Data taken from a collection:
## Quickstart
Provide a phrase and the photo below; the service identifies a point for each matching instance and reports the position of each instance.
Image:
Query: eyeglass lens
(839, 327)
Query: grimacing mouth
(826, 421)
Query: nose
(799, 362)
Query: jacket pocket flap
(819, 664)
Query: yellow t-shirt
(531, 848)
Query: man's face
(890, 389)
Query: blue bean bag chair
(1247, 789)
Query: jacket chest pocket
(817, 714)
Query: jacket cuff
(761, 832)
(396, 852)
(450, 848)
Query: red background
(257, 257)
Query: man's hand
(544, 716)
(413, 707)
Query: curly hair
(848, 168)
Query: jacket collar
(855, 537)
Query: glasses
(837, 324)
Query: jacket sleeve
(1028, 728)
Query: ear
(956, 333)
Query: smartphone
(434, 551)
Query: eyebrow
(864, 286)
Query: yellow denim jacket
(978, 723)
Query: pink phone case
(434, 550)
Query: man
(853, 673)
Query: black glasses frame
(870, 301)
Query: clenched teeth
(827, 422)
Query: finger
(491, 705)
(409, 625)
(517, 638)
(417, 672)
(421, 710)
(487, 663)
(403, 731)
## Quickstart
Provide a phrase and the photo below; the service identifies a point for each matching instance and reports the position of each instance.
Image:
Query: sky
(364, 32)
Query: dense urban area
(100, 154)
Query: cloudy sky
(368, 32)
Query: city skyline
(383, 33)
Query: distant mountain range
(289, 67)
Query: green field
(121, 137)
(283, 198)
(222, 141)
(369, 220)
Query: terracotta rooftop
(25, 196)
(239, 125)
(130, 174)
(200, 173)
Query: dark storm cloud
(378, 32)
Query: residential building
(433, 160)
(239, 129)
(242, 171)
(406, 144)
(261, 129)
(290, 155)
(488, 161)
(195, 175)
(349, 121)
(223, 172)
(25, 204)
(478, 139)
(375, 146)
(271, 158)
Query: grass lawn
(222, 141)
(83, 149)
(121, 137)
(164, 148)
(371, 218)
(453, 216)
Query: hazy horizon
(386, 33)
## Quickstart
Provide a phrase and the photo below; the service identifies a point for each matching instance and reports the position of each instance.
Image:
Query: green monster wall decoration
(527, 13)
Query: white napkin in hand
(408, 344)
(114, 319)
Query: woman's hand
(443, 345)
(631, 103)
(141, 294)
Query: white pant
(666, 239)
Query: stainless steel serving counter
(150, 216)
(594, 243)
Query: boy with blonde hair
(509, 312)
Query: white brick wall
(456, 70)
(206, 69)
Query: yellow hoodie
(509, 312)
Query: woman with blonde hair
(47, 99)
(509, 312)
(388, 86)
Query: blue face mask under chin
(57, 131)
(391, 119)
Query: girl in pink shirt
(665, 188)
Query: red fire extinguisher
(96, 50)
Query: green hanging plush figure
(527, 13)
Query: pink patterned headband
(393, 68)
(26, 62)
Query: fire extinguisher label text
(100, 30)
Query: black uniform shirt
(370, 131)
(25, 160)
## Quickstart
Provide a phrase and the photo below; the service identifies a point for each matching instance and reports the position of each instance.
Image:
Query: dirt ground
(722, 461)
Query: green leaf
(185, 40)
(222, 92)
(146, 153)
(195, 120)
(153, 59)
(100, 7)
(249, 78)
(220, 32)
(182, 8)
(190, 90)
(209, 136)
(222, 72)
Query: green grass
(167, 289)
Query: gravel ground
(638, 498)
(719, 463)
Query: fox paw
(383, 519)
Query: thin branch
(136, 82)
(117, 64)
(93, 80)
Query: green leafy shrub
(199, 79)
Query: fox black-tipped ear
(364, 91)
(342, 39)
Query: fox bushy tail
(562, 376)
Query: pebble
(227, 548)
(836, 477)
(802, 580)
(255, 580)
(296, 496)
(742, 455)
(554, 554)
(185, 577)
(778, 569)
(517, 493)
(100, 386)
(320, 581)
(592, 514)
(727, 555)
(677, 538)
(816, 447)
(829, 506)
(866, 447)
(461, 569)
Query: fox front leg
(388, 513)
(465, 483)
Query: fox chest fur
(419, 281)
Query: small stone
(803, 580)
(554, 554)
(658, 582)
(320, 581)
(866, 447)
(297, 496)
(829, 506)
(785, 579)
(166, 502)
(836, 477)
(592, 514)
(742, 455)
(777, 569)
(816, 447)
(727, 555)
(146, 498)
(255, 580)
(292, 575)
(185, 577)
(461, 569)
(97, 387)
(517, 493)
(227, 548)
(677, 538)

## [WORK TO DO]
Rewrite every line of the records above as a numbered list, omitting any blank lines.

## [TASK OUTPUT]
1. ## Quickstart
2. Provide a phrase and the photo below; the service identifies a point for each matching instance and reports the position of each instance.
3. Image:
4. Query: eyeglass lens
5. (839, 327)
6. Query: grimacing mouth
7. (826, 421)
8. Query: nose
9. (799, 362)
10. Query: jacket pocket flap
11. (819, 664)
12. Query: yellow t-shirt
13. (531, 848)
14. Query: man's face
15. (890, 389)
16. Query: blue bean bag chair
17. (1247, 789)
18. Query: jacket chest pocket
19. (817, 714)
20. Query: jacket cuff
21. (761, 832)
22. (396, 852)
23. (450, 848)
24. Query: red background
25. (257, 257)
26. Query: man's hand
27. (544, 716)
28. (413, 707)
29. Query: curly hair
30. (848, 168)
31. Query: jacket collar
32. (855, 537)
33. Query: glasses
34. (837, 324)
35. Query: jacket sleeve
36. (1028, 728)
37. Query: ear
38. (956, 333)
39. Query: smartphone
40. (434, 551)
41. Query: eyebrow
42. (864, 286)
43. Query: yellow denim jacket
44. (978, 723)
45. Query: pink phone case
46. (434, 550)
47. Query: man
48. (853, 673)
49. Query: black glasses frame
50. (870, 301)
51. Query: clenched teeth
52. (827, 422)
53. Query: finger
54. (491, 705)
55. (409, 625)
56. (517, 638)
57. (417, 672)
58. (421, 710)
59. (487, 663)
60. (403, 731)
61. ## Quickstart
62. Provide a phrase and the photo below; the service identifies a point for each matching instance and reports the position of each instance.
63. Image:
64. Query: sky
65. (364, 32)
66. Query: dense urban area
67. (100, 154)
68. Query: cloudy sky
69. (368, 32)
70. Query: city skyline
71. (383, 33)
72. Query: distant mountain range
73. (289, 67)
74. Query: green field
75. (121, 137)
76. (283, 198)
77. (222, 141)
78. (369, 220)
79. Query: terracotta rooftop
80. (25, 196)
81. (239, 125)
82. (130, 174)
83. (200, 173)
84. Query: dark storm cloud
85. (378, 32)
86. Query: residential building
87. (433, 160)
88. (239, 129)
89. (242, 171)
90. (406, 144)
91. (261, 129)
92. (290, 155)
93. (488, 161)
94. (195, 175)
95. (349, 121)
96. (223, 172)
97. (25, 204)
98. (478, 139)
99. (375, 146)
100. (271, 158)
101. Query: grass lawn
102. (222, 141)
103. (83, 149)
104. (121, 137)
105. (164, 148)
106. (371, 218)
107. (453, 216)
108. Query: hazy horizon
109. (386, 33)
110. ## Quickstart
111. Provide a phrase and the photo below; the service identifies a point for each matching instance and reports the position of each instance.
112. Image:
113. Query: green monster wall decoration
114. (527, 13)
115. Query: white napkin in hand
116. (408, 344)
117. (114, 319)
118. Query: woman's hand
119. (443, 345)
120. (631, 103)
121. (141, 294)
122. Query: white pant
123. (666, 239)
124. Query: stainless steel serving counter
125. (150, 216)
126. (594, 243)
127. Query: boy with blonde hair
128. (509, 312)
129. Query: white brick wall
130. (456, 70)
131. (206, 69)
132. Query: yellow hoodie
133. (509, 312)
134. Query: woman with blonde hair
135. (47, 99)
136. (509, 312)
137. (388, 86)
138. Query: blue face mask under chin
139. (57, 131)
140. (391, 119)
141. Query: girl in pink shirt
142. (665, 188)
143. Query: red fire extinguisher
144. (96, 50)
145. Query: green hanging plush figure
146. (527, 13)
147. Query: pink patterned headband
148. (393, 68)
149. (26, 62)
150. Query: fire extinguisher label text
151. (100, 30)
152. Query: black uniform shirt
153. (370, 131)
154. (25, 160)
155. ## Quickstart
156. Provide a phrase and the photo below; the service identifies a point for each matching instance and reports the position of each instance.
157. Image:
158. Query: dirt ground
159. (722, 461)
160. Query: green leaf
161. (185, 40)
162. (222, 92)
163. (146, 153)
164. (195, 120)
165. (153, 59)
166. (100, 7)
167. (249, 78)
168. (220, 32)
169. (182, 8)
170. (190, 90)
171. (209, 136)
172. (222, 72)
173. Query: green grass
174. (167, 289)
175. Query: gravel ground
176. (638, 498)
177. (719, 463)
178. Query: fox paw
179. (383, 519)
180. Query: thin branch
181. (136, 82)
182. (117, 64)
183. (93, 80)
184. Query: green leafy shrub
185. (199, 79)
186. Query: fox black-tipped ear
187. (364, 91)
188. (342, 39)
189. Query: fox bushy tail
190. (562, 376)
191. Query: pebble
192. (227, 548)
193. (836, 477)
194. (802, 580)
195. (255, 580)
196. (296, 496)
197. (742, 455)
198. (554, 554)
199. (185, 577)
200. (778, 569)
201. (517, 493)
202. (100, 386)
203. (320, 581)
204. (592, 514)
205. (727, 555)
206. (677, 538)
207. (816, 447)
208. (829, 506)
209. (866, 447)
210. (461, 569)
211. Query: fox front leg
212. (388, 513)
213. (465, 483)
214. Query: fox chest fur
215. (419, 281)
216. Query: small stone
217. (803, 580)
218. (554, 554)
219. (658, 582)
220. (320, 581)
221. (866, 447)
222. (297, 496)
223. (829, 506)
224. (785, 579)
225. (166, 502)
226. (836, 477)
227. (592, 514)
228. (742, 455)
229. (777, 569)
230. (816, 447)
231. (727, 555)
232. (146, 498)
233. (255, 580)
234. (292, 575)
235. (185, 577)
236. (461, 569)
237. (97, 387)
238. (517, 493)
239. (227, 548)
240. (677, 538)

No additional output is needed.